### Aim of the task
Please write out each entry exactly as it appears.

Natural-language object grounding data
Start of Block

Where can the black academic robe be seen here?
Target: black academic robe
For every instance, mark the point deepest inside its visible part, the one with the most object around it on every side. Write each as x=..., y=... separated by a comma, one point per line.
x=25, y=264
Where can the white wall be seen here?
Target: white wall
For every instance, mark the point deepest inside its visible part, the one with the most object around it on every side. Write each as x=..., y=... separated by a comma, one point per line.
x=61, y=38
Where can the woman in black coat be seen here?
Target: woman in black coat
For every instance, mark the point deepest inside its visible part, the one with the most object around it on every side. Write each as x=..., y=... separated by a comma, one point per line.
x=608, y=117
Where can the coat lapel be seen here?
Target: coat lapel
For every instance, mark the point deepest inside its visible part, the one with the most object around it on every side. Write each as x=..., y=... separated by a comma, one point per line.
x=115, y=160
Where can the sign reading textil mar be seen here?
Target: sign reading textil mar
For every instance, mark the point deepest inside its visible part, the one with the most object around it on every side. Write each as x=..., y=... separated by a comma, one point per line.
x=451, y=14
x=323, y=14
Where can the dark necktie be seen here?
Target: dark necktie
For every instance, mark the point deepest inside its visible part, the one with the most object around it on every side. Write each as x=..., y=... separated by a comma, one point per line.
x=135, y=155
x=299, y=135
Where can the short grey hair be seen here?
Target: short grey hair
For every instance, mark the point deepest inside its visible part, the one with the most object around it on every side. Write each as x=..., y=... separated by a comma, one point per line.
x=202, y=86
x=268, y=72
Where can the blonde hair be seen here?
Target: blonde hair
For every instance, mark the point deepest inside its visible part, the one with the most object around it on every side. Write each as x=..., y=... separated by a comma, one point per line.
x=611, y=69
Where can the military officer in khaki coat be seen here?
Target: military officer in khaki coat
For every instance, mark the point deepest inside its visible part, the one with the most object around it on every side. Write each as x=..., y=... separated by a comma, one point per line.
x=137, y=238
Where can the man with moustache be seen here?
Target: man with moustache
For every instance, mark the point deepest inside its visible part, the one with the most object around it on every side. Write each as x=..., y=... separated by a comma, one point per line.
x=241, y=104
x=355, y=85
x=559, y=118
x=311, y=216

End of Block

### Output
Where can the black academic robe be seen here?
Target: black academic robe
For every instance, mark the point deepest inside its visible part, the one with the most object around it on every side. Write each as x=..., y=... separated by a comma, one point per line.
x=25, y=264
Where can the white wall be seen here?
Target: white wall
For every instance, mark the point deepest inside its visible part, the one with the most object around it on every side. Write each as x=..., y=... separated by a comma, one point per line.
x=61, y=38
Where can the woman in black coat be seen here?
Target: woman in black coat
For every instance, mark the point deepest inside its visible part, the one with the most object around it on every side. Write each as x=..., y=... separated by a comma, one point per line.
x=608, y=117
Where can the coat lapel be seen here?
Target: coat lapel
For every instance, mark the point deepest inside its visible part, the one with the most object around it on every side. Write each as x=..., y=... separated by a comma, one point per line.
x=115, y=160
Where can the sign reading textil mar be seen here?
Target: sign reading textil mar
For every instance, mark the point deepest inside its visible part, the one with the most object around it on every side. Write each as x=..., y=... separated by a comma, one point per line.
x=451, y=14
x=323, y=14
Where can the dark necktie be seen here?
Target: dark necktie
For every instance, mark the point deepest inside its visible part, the one with the most object around it on every side. Write each as x=..., y=... separated by a comma, one point per line.
x=135, y=155
x=299, y=135
Where can the short grey hair be seen here?
Target: short grey hair
For every instance, mark the point deepest inside its visible part, the one with the most object around it on every side. Write each as x=..., y=... separated by a comma, one point per line.
x=202, y=86
x=268, y=72
Where can the blonde hair be seen here?
Target: blonde hair
For every instance, mark the point deepest inside its visible part, the one with the most object around it on every side. Write each as x=..., y=... separated by a comma, one point per line.
x=611, y=69
Where can the military officer in khaki coat be seen here?
Target: military officer in khaki coat
For every instance, mark the point deepest inside its visible part, the one with the most object around it on every side. Write each as x=..., y=... separated by a comma, one point per line.
x=137, y=238
Where can the man with moustache be seen here?
Target: man with moustache
For every instance, mark the point deepest inside its visible part, the one with the most object around it on every side. Write each as x=..., y=... separated by a comma, one point per line.
x=241, y=104
x=355, y=85
x=559, y=118
x=311, y=216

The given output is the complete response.